Reproduce verbatim the portion of the entries that begins with the line containing "query: the noun phrase to segment: side" and ends with the line containing "[[[61,51],[61,59],[66,59],[67,58],[67,49],[62,49]]]", including both of those lines.

## begin RECORDS FOR THIS EXERCISE

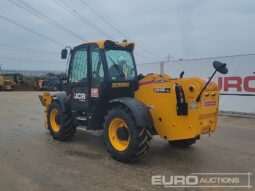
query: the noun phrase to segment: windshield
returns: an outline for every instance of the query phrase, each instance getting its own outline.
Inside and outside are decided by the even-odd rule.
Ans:
[[[132,53],[126,50],[107,50],[106,59],[110,80],[133,80],[136,77]]]

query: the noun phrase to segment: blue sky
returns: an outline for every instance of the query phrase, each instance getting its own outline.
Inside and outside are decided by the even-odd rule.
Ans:
[[[84,19],[81,22],[63,9],[61,1],[88,22]],[[85,39],[109,39],[109,36],[115,41],[122,41],[128,36],[136,42],[138,64],[163,60],[168,54],[173,59],[188,59],[255,53],[255,1],[252,0],[83,1],[85,3],[82,0],[2,0],[0,15],[63,45],[75,46]],[[84,40],[15,5],[21,5],[20,2],[39,10],[84,37]],[[2,18],[0,28],[0,64],[3,69],[65,70],[65,63],[60,60],[63,45],[41,38]],[[5,45],[42,51],[20,51]]]

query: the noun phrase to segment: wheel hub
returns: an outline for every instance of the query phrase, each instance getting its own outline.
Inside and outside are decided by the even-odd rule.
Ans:
[[[129,133],[126,127],[120,127],[117,129],[117,136],[121,141],[128,140]]]

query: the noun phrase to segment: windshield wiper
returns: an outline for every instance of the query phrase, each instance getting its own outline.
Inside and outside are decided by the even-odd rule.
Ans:
[[[113,61],[113,59],[109,56],[109,55],[107,55],[107,57],[112,61],[112,63],[113,63],[113,65],[114,65],[114,67],[115,67],[115,69],[119,72],[119,74],[121,75],[121,77],[123,77],[124,79],[125,79],[125,74],[123,73],[123,71],[119,68],[119,66],[116,64],[116,62],[114,62]]]

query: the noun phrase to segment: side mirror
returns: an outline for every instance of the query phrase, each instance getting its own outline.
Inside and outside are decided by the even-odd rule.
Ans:
[[[61,51],[61,59],[66,59],[67,58],[67,49],[62,49]]]
[[[228,73],[228,68],[226,63],[221,63],[219,61],[214,61],[213,62],[213,67],[215,70],[221,74],[227,74]]]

## end RECORDS FOR THIS EXERCISE

== RESULT ==
query: the noun phrase to segment: side mirror
returns: an outline for every instance of the query phrase, each instance getting its own outline.
Inside and outside are decided by the even-odd rule.
Ans:
[[[61,51],[61,59],[66,59],[67,58],[67,49],[62,49]]]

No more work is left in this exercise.